*Exercise goal:* Please write out only the lines running from the one with "Indicate every instance of the row of window." through the last line of the listing, each exactly as given.

*Source data:*
━━━━

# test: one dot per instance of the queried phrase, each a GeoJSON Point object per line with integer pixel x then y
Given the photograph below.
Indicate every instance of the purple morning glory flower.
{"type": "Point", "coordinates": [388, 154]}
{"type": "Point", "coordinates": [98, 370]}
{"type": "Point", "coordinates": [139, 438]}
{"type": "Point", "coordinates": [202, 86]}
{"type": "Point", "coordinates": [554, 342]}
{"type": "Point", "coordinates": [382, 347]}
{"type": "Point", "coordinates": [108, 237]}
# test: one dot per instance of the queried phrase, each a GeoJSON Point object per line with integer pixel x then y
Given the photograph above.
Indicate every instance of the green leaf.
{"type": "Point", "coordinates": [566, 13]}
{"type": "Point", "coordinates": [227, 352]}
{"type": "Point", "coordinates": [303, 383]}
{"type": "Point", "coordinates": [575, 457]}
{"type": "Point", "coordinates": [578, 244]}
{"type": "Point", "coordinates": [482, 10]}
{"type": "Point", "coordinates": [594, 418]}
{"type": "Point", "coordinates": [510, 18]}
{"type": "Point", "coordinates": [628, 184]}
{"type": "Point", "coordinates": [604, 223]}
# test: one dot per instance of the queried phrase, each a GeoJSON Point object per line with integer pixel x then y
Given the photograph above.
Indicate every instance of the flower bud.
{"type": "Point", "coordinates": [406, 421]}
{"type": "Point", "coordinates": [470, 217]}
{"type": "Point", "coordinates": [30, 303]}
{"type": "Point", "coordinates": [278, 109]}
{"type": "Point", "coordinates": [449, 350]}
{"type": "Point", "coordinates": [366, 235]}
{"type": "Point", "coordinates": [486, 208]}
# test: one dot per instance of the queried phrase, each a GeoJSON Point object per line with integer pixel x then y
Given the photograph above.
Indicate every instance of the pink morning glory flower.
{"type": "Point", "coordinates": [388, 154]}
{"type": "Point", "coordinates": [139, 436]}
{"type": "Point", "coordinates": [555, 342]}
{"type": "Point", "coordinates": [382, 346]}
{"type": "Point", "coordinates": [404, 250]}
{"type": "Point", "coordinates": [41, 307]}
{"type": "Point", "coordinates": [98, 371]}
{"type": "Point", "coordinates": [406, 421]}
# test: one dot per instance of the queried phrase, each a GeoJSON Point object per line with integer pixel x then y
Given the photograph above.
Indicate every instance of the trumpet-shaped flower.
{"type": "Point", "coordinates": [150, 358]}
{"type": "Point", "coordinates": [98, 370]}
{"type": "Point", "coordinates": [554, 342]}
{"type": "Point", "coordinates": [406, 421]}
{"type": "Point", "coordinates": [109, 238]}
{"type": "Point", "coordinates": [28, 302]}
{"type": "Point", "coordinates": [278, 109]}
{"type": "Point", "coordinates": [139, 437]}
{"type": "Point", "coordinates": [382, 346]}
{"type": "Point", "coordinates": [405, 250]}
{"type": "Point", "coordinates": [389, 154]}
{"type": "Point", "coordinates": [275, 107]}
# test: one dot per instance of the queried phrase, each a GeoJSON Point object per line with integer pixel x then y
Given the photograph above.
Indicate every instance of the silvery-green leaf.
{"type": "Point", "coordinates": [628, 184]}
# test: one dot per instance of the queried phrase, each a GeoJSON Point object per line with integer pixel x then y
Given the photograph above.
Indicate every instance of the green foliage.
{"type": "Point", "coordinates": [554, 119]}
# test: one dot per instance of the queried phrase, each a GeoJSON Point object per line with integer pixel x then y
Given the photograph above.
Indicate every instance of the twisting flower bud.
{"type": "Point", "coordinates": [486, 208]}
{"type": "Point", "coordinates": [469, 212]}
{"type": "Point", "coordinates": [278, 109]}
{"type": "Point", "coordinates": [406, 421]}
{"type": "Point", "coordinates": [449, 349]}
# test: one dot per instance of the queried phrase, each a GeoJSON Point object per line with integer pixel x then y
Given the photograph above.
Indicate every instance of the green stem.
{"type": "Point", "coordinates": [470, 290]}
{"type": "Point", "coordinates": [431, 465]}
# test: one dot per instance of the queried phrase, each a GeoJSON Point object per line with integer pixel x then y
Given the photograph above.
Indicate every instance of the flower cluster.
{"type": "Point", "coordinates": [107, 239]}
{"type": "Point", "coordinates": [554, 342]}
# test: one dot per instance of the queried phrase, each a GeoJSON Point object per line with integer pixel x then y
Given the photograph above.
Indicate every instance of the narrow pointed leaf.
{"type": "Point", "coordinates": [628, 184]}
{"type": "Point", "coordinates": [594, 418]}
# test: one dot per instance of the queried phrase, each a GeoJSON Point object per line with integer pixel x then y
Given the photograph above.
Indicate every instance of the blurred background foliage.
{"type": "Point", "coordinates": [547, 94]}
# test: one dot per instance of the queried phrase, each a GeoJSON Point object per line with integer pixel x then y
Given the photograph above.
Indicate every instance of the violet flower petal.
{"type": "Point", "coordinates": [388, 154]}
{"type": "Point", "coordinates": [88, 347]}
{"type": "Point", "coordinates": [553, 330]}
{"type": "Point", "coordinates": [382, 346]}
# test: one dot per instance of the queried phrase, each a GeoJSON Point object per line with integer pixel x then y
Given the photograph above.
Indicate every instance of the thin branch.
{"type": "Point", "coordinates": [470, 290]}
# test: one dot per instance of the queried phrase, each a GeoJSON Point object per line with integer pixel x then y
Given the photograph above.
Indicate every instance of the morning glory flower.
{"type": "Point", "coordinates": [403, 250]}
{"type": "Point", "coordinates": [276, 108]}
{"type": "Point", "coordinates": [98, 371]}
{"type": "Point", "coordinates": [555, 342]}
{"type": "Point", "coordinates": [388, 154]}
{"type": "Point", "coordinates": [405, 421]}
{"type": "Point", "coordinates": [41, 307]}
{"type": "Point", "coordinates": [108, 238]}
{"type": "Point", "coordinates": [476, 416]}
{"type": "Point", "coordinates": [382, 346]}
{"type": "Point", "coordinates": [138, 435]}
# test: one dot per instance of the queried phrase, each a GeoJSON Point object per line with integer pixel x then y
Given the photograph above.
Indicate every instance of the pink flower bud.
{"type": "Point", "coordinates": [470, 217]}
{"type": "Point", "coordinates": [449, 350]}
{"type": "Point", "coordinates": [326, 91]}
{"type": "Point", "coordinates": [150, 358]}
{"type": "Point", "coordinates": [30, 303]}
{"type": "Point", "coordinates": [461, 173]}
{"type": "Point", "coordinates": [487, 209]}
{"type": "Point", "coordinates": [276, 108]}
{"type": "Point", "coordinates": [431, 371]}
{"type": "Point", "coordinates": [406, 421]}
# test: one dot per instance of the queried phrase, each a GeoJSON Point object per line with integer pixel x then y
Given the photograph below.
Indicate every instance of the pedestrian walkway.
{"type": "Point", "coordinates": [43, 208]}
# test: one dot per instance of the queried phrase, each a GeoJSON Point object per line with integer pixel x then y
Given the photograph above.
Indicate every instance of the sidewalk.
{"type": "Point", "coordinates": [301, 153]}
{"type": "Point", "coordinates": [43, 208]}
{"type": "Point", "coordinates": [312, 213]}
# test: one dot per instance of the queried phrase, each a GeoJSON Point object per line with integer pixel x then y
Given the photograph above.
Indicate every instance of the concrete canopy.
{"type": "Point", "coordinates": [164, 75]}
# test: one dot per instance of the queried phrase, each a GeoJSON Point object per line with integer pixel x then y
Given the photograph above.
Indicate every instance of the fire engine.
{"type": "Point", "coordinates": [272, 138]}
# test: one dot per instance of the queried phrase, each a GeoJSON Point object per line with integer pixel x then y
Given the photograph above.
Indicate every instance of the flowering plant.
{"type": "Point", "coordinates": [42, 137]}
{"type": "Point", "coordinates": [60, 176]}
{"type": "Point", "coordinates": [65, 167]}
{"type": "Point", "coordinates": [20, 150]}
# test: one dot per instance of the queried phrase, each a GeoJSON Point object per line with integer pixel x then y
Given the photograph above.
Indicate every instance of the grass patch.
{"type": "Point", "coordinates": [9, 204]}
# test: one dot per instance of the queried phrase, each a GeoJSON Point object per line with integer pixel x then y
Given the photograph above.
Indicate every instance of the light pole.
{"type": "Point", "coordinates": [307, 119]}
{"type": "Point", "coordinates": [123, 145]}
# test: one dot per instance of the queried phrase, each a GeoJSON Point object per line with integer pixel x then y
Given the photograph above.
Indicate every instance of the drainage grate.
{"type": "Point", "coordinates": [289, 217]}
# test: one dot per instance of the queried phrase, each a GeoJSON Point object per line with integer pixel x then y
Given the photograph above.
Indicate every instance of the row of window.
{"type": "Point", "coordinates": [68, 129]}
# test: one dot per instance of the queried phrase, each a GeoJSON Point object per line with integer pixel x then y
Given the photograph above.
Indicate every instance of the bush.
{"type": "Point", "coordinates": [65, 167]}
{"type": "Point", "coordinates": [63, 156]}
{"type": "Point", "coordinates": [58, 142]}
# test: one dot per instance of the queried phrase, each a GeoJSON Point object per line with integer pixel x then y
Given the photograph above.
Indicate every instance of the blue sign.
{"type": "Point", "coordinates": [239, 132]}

━━━━

*Reply to the exercise:*
Indicate every instance of the row of window.
{"type": "Point", "coordinates": [68, 129]}
# test: one dot per instance of the queried phrase, each a GeoJSON Point object per line with integer pixel x then y
Given the photograph above.
Indicate every instance of the bush.
{"type": "Point", "coordinates": [65, 167]}
{"type": "Point", "coordinates": [63, 156]}
{"type": "Point", "coordinates": [58, 142]}
# test: one dot per instance of the queried phrase, each a GeoJSON Point object per line with integer pixel x then y
Given the photograph above.
Indicate every instance of the blue sign.
{"type": "Point", "coordinates": [239, 132]}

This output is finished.